# Consigne 1:
Recopiez les enregistrements depuis leur début jusqu'à la ligne contenant "68), (0, 96)]" incluse, en substituant "bush" à "tree" et en laissant tout le reste intact.

# Extrait du texte:
......

Intervention de Nelly Tocqueville

Réunion du 21 février 2017 à 14h30
Économie circulaire : un gisement de matières premières et d'emploi — Débat organisé à la demande du groupe écologiste

Photo de Nelly TocquevilleNelly Tocqueville :

Si le concept est récent, il est précisément défini par le ministère de l’environnement comme un système économique qui s’inscrit dans le cadre du développement durable et dont l’objectif est de produire des biens et des services, tout en limitant la consommation et le gaspillage des matières premières, de l’eau et des sources d’énergie. Il s’agit effectivement de déployer une nouvelle économie, circulaire – en opposition à l’économie linéaire –, qui s’appuie sur le principe de « refermer le cycle de vie » des produits, des services, des déchets, des matériaux, de l’eau et de l’énergie.

Ce concept, qui a été introduit dans les années quatre-vingt-dix par les économistes de l’environnement Pearce et Turner, consiste en la prise de conscience, par l’homme, de la finitude de nos ressources et des impacts environnementaux de notre société de consommation.

En effet, depuis la révolution industrielle, qui a profondément bouleversé notre modèle économique, nous avions mis en place un système linéaire, basé sur l’extraction des ressources, la fabrication, la production, la consommation et les déchets, avec, pour conséquences, l’accumulation progressive et non négligeable de ceux-ci, mais aussi la pollution de l’eau, de l’air et des sols. Surtout, nous avons organisé l’épuisement inéluctable de nos ressources naturelles.

Nous sommes arrivés à un stade où il est de notre responsabilité de tirer la sonnette d’alarme.

Alors que l’économie mondiale utilisait 24 milliards de tonnes de ressources en 1970, elle en a consommé 68 milliards en 2009. Nous avons donc pratiquement triplé leur exploitation. Face à ce constat inquiétant, force est d’admettre que notre société doit aussi, parallèlement, relever plusieurs défis.

Le premier est celui de la hausse de la démographie. Nous sommes actuellement 7, 4 milliards d’individus sur la planète. D’après les estimations, nous serons près de 10 milliards en 2050, ce qui est considérable. Le risque d’épuisement accru des ressources dû à cette augmentation de la population est de plus en plus prégnant.

Le deuxième défi est celui de la finitude des ressources.

Le troisième défi est l’impact environnemental qu’entraîne le système économique linéaire.

Le lien entre la consommation et l’épuisement des ressources est donc irréfutable. En conséquence, il était devenu nécessaire, mais aussi responsable, de réfléchir à une solution à ces problèmes inscrivant l’objectif prioritaire d’une croissance économique durable. Telle est l’essence même du concept d’économie circulaire.

......

# Données à traiter:
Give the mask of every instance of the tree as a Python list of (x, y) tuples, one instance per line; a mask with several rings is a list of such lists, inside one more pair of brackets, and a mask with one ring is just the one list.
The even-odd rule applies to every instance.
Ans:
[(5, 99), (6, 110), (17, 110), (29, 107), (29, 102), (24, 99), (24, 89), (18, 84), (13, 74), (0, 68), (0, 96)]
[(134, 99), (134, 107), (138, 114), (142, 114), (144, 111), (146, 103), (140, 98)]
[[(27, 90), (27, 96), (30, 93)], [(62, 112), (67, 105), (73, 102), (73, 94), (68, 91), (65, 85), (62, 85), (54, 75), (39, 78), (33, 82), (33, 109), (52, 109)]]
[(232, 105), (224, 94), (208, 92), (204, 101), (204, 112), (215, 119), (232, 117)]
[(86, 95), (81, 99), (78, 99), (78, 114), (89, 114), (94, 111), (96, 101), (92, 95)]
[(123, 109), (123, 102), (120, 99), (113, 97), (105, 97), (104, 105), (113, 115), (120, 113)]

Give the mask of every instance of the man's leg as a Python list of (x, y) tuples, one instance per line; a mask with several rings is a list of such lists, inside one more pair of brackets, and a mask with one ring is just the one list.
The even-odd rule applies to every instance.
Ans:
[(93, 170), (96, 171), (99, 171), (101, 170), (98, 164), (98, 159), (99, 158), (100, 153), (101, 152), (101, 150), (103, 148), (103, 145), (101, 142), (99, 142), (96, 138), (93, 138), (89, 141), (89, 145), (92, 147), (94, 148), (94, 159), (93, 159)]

......

# Consigne 2:
Poursuivez le texte sur l'économie circulaire à partir de sa dernière phrase.

# Réponse 1:
Give the mask of every instance of the bush as a Python list of (x, y) tuples, one instance per line; a mask with several rings is a list of such lists, inside one more pair of brackets, and a mask with one ring is just the one list.
The even-odd rule applies to every instance.
Ans:
[(5, 99), (6, 110), (17, 110), (29, 107), (29, 102), (24, 99), (24, 89), (18, 84), (13, 74), (0, 68), (0, 96)]

# Réponse 2:
Ainsi, la loi du 17 août 2015 relative à la transition énergétique pour la croissance verte consacre son titre IV à la lutte contre les gaspillages et à la promotion de l’économie circulaire. Elle prévoit notamment la mise en place d’une stratégie nationale de transition vers cette nouvelle démarche. Et, pour la première fois, cette notion est inscrite dans le code de l’environnement.

Contrairement au système linéaire auquel je faisais référence, cette économie d’un type nouveau précise clairement ses principes : utiliser les ressources le plus durablement possible, les économiser, en intégrant le recyclage, l’écoconception ou encore le remanufacturing.

Ce concept s’appuie principalement sur sept piliers : l’approvisionnement durable, l’écoconception, l’écologie industrielle et territoriale, la consommation responsable, l’allongement de la durée d’usage et le recyclage.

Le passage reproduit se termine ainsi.